-- start Record excerpts --
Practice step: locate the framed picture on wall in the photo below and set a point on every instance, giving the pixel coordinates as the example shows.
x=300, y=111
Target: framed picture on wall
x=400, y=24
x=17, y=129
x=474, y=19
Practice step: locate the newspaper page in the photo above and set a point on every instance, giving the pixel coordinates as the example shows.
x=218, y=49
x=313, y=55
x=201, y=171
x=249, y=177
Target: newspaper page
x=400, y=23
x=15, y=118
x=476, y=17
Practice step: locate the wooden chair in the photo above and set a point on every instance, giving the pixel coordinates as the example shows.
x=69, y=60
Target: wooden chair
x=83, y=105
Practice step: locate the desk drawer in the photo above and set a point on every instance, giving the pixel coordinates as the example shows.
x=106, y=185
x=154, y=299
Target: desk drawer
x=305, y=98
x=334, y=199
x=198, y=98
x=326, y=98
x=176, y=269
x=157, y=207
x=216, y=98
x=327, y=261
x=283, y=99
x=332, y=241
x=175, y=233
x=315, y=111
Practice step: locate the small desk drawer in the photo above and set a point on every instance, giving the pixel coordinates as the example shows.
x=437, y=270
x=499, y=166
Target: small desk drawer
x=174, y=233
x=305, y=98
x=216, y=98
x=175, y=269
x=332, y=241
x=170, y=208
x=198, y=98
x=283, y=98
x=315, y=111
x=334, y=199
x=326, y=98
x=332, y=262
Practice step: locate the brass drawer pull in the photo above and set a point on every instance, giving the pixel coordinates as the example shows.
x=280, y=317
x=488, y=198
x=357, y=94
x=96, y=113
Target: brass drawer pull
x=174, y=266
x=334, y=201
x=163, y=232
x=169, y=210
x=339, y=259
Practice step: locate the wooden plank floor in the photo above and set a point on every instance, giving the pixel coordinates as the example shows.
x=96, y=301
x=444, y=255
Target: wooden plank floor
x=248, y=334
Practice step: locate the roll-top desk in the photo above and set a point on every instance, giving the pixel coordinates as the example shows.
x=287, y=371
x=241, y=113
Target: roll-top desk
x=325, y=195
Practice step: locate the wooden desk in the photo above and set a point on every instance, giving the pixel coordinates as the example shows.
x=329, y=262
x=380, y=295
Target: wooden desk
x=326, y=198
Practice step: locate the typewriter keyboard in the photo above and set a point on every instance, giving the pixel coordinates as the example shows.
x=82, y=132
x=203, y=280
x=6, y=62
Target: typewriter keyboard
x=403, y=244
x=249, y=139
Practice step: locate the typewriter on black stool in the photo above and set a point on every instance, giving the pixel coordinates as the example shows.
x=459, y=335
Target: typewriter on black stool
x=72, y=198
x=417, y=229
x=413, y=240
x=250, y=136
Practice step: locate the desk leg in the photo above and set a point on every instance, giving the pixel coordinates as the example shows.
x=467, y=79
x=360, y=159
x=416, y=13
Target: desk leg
-- end Record excerpts --
Copy out every one of the records above word for word, keeping each line unchanged and in its original order.

Practice step: locate the framed picture on wall in the photo below and set a point on every instance, giving the pixel coordinates as the example shows.
x=300, y=111
Target: framed picture on wall
x=400, y=24
x=17, y=129
x=474, y=19
Practice step: locate the newspaper page in the photo above and set a point on every instance, giving the pixel coordinates as the example shows.
x=218, y=49
x=313, y=55
x=201, y=171
x=249, y=177
Target: newspaper page
x=400, y=23
x=15, y=118
x=476, y=17
Practice step: locate the wooden chair in the photo above and set a point on every instance, giving the pixel coordinates as the example shows.
x=69, y=60
Target: wooden chair
x=83, y=105
Practice step: locate the desk drawer in the photo above and set a point on every instance, giving the pixel coordinates as the example shows.
x=106, y=185
x=154, y=299
Target: desk drawer
x=305, y=98
x=334, y=199
x=198, y=98
x=326, y=98
x=176, y=269
x=157, y=207
x=216, y=98
x=327, y=261
x=283, y=99
x=332, y=241
x=175, y=233
x=315, y=111
Practice step: locate the small desk drawer in the photo above and set a point on every instance, giving the pixel coordinates as the example shows.
x=437, y=270
x=499, y=166
Target: small desk drawer
x=174, y=233
x=305, y=98
x=216, y=98
x=175, y=269
x=332, y=241
x=170, y=208
x=198, y=98
x=283, y=98
x=315, y=111
x=334, y=199
x=326, y=98
x=332, y=262
Practice step: locate the brass drawer pull in the photo above and set a point on every instance, giving the pixel coordinates as the example shows.
x=280, y=317
x=488, y=198
x=357, y=94
x=96, y=113
Target: brass drawer pull
x=174, y=266
x=334, y=201
x=163, y=232
x=169, y=210
x=339, y=259
Practice step: locate the wooden plank floor in the photo above and set a point on every instance, giving the pixel coordinates as the example shows.
x=96, y=301
x=444, y=255
Target: wooden plank floor
x=248, y=334
Practice step: locate the roll-top desk in the photo above and set a point on every instance, giving the pixel coordinates as the example shows.
x=287, y=371
x=241, y=113
Target: roll-top desk
x=325, y=195
Practice step: locate the wooden desk in the photo above and set a point on every instance, giving the pixel coordinates as the example shows.
x=329, y=262
x=380, y=295
Target: wooden desk
x=326, y=198
Practice step: locate the typewriter keyboard in the photo above and set a point on every instance, giving the pixel coordinates as the example shows.
x=82, y=132
x=203, y=280
x=6, y=62
Target: typewriter keyboard
x=403, y=244
x=249, y=139
Practice step: locate the typewriter on black stool in the photo above and set a point on every instance, giving the pixel coordinates as the example shows.
x=459, y=335
Target: typewriter on black stool
x=72, y=198
x=417, y=229
x=413, y=240
x=250, y=136
Practice step: locate the desk leg in the photo above and set a point on every instance, giving the pixel coordinates as the example shows.
x=467, y=79
x=360, y=159
x=416, y=13
Target: desk leg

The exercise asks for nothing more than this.